» **Extrait de page**
'''
Mala Noche, de Gus Van Sant * * * *

L’action se situe à Portland (Oregon). Walt Curtis y travaille dans une épicerie. Il y rencontre un jour un jeune saisonnier mexicain, manifestement pas en règle avec la législation sur l’immigration, Johnny. Coup de foudre de Walt pour Johnny. Il tâche de l’attirer dans son lit, mais Johnny ne quitte jamais son ami Roberto. Les deux jeunes gens jouent du désir de Walt pour obtenir un peu de protection ; Johnny se refuse à lui ; en revanche Roberto s’offre cyniquement.
Réalisé avec très peu de moyens et dans des conditions parfois burlesques (1), Mala noche propose une vision presque documentaire — mais jamais didactique, au contraire il faut attraper les informations au vol — de la jeunesse marginale de Portland. Gus Van Sant met d’ailleurs en abyme cet aspect de son film en dotant ses personnages d’une caméra Super 8 (couleurs, alors que la narration est en noir et blanc). Aussi bien Walt, malgré sa position de « gringo » bénéficiant d’un certain nombre d’avantages économiques, que Johnny et Roberto sont des oubliés du rêve américain ; et bien sûr cette position marginale est également due à l’homosexualité de Walt, qui n’est admise que dans un milieu fermé, et qui lui vaut le mépris (ou du moins l’affectation de mépris) de ses deux protégés, jamais en reste pour le traiter de « puto ».
'''
» **Extrait de source**
'''
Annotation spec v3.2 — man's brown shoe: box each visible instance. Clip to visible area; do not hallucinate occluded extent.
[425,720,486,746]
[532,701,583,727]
'''
» **Consignes**
[1] D'après la critique de Mala Noche, dans quelle ville se déroule l'action du film ?
[2] Restituez à l'identique le passage de la critique de Mala Noche qui va de « L’action se situe » jusqu'à « Roberto s’offre cyniquement. ».
Le listing provient d'une autre source.

» **Réponses attendues**
[1] À Portland, dans l'Oregon.

[2]
L’action se situe à Portland (Oregon). Walt Curtis y travaille dans une épicerie. Il y rencontre un jour un jeune saisonnier mexicain, manifestement pas en règle avec la législation sur l’immigration, Johnny. Coup de foudre de Walt pour Johnny. Il tâche de l’attirer dans son lit, mais Johnny ne quitte jamais son ami Roberto. Les deux jeunes gens jouent du désir de Walt pour obtenir un peu de protection ; Johnny se refuse à lui ; en revanche Roberto s’offre cyniquement.